Consigne donnée a:
Modifiez les entrées depuis leur début jusqu'à la ligne contenant "xmin=1000 ymin=185 xmax=1270 ymax=563", incluse, en remplaçant "Detection query" par "Localization query", et redonnez uniquement ces lignes, sans autre changement.

Sélection:
- - -

Si nous divisons la terre en quatre quarts, trois quarts représentent l’eau — les océans, les lacs et les rivières. Le quart restant représente la terre. La moitié de cette terre, le huitième de la terre, est trop hostile pour nous soutenir. Cela nous laisse le huitième du monde sur lequel nous pouvons vivre. Je vous exhorte à ne pas l’oublier dans le cadre de ce débat.

En octobre 2023, le ministère de l’Agriculture, de l’Alimentation et des Affaires rurales de l’Ontario a déclaré :

Traditionnellement, les bâtiments à faible consommation énergétique étaient ceux pourvus d’une bonne isolation. Les principaux coûts en production avicole étaient l’alimentation et le coût des poussins, mais n’incluaient pas les coûts énergétiques. Dorénavant, les producteurs font face à des situations où les coûts énergétiques pourraient doubler dans un avenir rapproché.

« Nous avons sérieusement commencé à nous préoccuper des coûts d’énergie il y a environ trois ans, notamment durant les mois d’été quand il y a eu des pannes de courant successives », explique Bill Revington.

M. Revington est directeur général des activités agricoles d’un important producteur commercial de volailles.

Selon le rapport du vérificateur indépendant publié en 2022 intitulé La tarification du carbone — Environnement et Changement climatique Canada, sous le sous-titre « Soutien offert aux groupes portant le fardeau de la tarification », on peut lire que « certains groupes continuaient d’être touchés de façon disproportionnée par la tarification du carbone ». Ces groupes comprennent « les ménages à faible revenu, les peuples autochtones, les collectivités nordiques et éloignées, les industries à forte intensité d’émissions et exposées au commerce, et les petites et moyennes entreprises ».

Le gouvernement fédéral a mis en œuvre des mesures visant à atténuer le fardeau du filet de sécurité fédéral pour les groupes qui seraient disproportionnellement pénalisés par la tarification du carbone. Toutefois, le Bureau de la vérificatrice générale a constaté que les petites et moyennes entreprises étaient toujours disproportionnellement pénalisées.

Les politiques de tarification du carbone doivent réserver une partie des recettes qu’elles génèrent pour éviter de constituer un fardeau indu pour certains groupes, et il s’agissait justement de l’un des principes qui a guidé l’instauration d’une approche pancanadienne pour la tarification de la pollution par le carbone. Le ministère de l’Environnement et du Changement climatique a tâché de recenser les groupes susceptibles d’être disproportionnellement touchés par la tarification du carbone et il a inclus les petites et moyennes entreprises dans le lot. Sans mesures d’atténuation, ce type de politique peut faire augmenter le coût de la vie, faire disparaître des emplois et augmenter les frais d’exploitation de certains secteurs d’activité tributaires du commerce. Selon le Bureau du vérificateur général, les effets relatifs des régimes de tarification du carbone sur les groupes les plus directement touchés et sur les peuples autochtones ne seront évalués que lors du prochain examen intermédiaire du modèle, en 2026. Les agriculteurs vont rester dans les limbes encore longtemps.

- - -

Extraits d'entrées:
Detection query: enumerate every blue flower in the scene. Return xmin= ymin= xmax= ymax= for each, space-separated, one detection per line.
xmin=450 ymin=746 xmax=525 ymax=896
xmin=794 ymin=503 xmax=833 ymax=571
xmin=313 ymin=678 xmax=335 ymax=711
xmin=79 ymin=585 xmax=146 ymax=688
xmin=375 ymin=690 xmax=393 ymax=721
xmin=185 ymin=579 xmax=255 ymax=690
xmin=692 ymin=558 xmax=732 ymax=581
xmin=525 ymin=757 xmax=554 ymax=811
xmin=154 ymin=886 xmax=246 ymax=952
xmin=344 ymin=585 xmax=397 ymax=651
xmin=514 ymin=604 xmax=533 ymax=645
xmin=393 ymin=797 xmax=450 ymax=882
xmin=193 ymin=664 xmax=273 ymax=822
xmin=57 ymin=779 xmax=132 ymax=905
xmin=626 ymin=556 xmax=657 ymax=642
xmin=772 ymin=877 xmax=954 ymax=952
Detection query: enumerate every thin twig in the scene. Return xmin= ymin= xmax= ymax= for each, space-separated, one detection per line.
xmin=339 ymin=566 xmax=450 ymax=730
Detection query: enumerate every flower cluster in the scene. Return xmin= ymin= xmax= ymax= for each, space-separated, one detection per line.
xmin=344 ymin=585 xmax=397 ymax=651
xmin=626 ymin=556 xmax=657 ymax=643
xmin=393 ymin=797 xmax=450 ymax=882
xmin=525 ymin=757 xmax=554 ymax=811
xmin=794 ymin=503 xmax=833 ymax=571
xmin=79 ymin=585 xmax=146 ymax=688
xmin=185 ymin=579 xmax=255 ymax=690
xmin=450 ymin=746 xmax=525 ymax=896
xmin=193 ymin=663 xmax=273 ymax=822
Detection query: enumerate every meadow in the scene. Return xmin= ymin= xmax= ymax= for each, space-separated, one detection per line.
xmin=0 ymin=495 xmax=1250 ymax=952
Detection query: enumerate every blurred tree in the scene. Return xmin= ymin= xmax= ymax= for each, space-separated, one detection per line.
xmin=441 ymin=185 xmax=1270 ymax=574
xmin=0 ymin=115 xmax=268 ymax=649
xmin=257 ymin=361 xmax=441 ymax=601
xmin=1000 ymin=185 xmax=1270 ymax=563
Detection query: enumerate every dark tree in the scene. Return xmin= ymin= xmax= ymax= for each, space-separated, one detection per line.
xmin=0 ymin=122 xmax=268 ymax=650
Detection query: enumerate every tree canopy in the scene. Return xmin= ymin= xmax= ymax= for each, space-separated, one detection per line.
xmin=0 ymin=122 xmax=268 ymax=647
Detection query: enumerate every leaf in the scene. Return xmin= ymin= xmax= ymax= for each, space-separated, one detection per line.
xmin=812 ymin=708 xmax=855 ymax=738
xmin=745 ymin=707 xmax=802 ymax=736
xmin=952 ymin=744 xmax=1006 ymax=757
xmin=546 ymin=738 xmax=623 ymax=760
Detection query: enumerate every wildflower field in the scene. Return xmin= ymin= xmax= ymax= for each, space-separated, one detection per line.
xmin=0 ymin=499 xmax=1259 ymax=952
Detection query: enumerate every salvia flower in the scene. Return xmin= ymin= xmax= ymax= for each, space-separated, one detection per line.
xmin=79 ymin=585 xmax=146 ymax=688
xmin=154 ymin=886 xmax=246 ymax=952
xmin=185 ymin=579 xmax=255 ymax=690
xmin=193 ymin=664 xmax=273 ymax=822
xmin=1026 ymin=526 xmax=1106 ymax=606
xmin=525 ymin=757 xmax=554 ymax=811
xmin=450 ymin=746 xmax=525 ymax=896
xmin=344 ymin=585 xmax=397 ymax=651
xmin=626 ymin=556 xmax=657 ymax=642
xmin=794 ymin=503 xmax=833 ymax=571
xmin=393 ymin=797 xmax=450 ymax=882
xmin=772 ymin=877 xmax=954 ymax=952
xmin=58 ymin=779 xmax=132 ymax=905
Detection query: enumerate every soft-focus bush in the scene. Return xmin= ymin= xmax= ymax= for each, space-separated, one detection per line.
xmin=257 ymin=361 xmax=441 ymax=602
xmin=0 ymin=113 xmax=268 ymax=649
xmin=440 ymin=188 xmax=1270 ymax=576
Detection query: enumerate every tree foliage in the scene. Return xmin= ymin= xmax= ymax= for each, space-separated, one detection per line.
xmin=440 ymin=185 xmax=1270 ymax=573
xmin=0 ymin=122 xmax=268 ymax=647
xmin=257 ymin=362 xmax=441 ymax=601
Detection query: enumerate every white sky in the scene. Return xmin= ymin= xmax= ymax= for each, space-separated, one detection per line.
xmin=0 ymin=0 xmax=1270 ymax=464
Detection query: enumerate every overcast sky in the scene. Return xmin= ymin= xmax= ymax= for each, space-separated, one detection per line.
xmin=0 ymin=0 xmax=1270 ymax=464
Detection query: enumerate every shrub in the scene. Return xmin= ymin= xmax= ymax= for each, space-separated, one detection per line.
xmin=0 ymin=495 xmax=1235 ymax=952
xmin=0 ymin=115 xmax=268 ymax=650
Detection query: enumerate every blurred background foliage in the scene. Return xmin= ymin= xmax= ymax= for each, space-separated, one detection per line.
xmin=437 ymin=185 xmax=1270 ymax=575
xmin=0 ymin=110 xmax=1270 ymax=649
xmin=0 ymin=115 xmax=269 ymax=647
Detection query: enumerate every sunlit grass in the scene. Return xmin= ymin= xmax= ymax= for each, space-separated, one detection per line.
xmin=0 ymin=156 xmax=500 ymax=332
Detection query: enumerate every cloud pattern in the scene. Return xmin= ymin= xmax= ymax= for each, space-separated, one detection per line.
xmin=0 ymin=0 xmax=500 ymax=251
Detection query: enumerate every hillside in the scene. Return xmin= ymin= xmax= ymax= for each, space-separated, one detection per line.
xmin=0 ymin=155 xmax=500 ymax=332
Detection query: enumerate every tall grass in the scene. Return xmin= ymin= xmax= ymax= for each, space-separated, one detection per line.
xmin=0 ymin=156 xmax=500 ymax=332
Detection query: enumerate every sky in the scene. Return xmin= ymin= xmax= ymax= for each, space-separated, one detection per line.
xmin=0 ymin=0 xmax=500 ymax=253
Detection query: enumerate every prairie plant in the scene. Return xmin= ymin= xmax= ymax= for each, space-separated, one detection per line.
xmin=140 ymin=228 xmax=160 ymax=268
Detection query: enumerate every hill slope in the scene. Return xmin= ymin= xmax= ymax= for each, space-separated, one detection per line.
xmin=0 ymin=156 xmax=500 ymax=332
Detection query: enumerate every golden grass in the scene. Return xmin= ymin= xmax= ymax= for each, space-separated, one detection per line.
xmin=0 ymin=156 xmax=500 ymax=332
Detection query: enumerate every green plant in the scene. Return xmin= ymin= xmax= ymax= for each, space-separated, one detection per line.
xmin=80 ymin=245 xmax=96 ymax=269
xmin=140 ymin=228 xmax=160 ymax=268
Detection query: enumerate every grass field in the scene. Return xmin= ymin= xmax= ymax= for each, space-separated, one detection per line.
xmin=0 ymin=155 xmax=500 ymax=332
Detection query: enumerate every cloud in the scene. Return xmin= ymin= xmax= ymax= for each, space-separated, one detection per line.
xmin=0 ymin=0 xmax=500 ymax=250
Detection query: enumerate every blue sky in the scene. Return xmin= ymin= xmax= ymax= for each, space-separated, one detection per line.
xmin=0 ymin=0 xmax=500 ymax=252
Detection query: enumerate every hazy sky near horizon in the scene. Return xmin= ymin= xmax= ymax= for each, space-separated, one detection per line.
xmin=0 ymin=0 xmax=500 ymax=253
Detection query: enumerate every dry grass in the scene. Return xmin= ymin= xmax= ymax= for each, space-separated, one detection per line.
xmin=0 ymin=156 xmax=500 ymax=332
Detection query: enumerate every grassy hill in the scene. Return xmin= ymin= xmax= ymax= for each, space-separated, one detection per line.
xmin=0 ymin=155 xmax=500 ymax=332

- - -

Consigne donnée b:
D'après la sélection sur la tarification du carbone, quand seront évalués les effets relatifs des régimes de tarification sur les groupes les plus directement touchés ?

Réponse a:
Localization query: enumerate every blue flower in the scene. Return xmin= ymin= xmax= ymax= for each, space-separated, one detection per line.
xmin=450 ymin=746 xmax=525 ymax=896
xmin=794 ymin=503 xmax=833 ymax=571
xmin=313 ymin=678 xmax=335 ymax=711
xmin=79 ymin=585 xmax=146 ymax=688
xmin=375 ymin=690 xmax=393 ymax=721
xmin=185 ymin=579 xmax=255 ymax=690
xmin=692 ymin=558 xmax=732 ymax=581
xmin=525 ymin=757 xmax=554 ymax=811
xmin=154 ymin=886 xmax=246 ymax=952
xmin=344 ymin=585 xmax=397 ymax=651
xmin=514 ymin=604 xmax=533 ymax=645
xmin=393 ymin=797 xmax=450 ymax=882
xmin=193 ymin=664 xmax=273 ymax=822
xmin=57 ymin=779 xmax=132 ymax=905
xmin=626 ymin=556 xmax=657 ymax=642
xmin=772 ymin=877 xmax=954 ymax=952
Localization query: enumerate every thin twig in the scene. Return xmin= ymin= xmax= ymax= for each, space-separated, one detection per line.
xmin=339 ymin=566 xmax=450 ymax=730
Localization query: enumerate every flower cluster in the scene. Return xmin= ymin= xmax= ymax= for each, space-separated, one detection per line.
xmin=344 ymin=585 xmax=397 ymax=651
xmin=626 ymin=556 xmax=657 ymax=643
xmin=393 ymin=797 xmax=450 ymax=882
xmin=525 ymin=757 xmax=554 ymax=811
xmin=794 ymin=503 xmax=833 ymax=571
xmin=79 ymin=585 xmax=146 ymax=688
xmin=185 ymin=579 xmax=255 ymax=690
xmin=450 ymin=746 xmax=525 ymax=896
xmin=193 ymin=663 xmax=273 ymax=822
Localization query: enumerate every meadow in the scene. Return xmin= ymin= xmax= ymax= for each, space-separated, one detection per line.
xmin=0 ymin=495 xmax=1250 ymax=952
Localization query: enumerate every blurred tree in the scene. Return xmin= ymin= xmax= ymax= for each, space-separated, one detection per line.
xmin=441 ymin=185 xmax=1270 ymax=574
xmin=0 ymin=115 xmax=268 ymax=649
xmin=257 ymin=361 xmax=441 ymax=601
xmin=1000 ymin=185 xmax=1270 ymax=563

Réponse b:
En 2026, lors du prochain examen intermédiaire du modèle.